▶ **The exercise**
Copy the items below word for word, beginning at the line that contains "One pin marks each instance of the protective" and continuing through the last line of the items.

▶ **Given data**
....................

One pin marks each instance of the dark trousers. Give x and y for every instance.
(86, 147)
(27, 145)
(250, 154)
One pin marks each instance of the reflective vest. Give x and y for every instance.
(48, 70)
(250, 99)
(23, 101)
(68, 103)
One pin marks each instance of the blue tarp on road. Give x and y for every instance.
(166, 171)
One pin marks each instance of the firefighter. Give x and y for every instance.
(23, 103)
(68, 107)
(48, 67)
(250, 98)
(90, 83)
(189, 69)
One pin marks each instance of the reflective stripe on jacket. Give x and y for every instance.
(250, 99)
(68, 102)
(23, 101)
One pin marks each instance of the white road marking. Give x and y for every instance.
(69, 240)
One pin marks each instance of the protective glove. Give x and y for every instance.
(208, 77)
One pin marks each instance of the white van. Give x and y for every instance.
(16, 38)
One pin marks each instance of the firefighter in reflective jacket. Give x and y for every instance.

....................

▶ **Written reply**
One pin marks each instance of the protective glove. Give x and y for every instance.
(208, 77)
One pin marks each instance of the white van. Give x and y for every instance.
(16, 38)
One pin marks each instance of the firefighter in reflective jacket. Give x and y for every instance.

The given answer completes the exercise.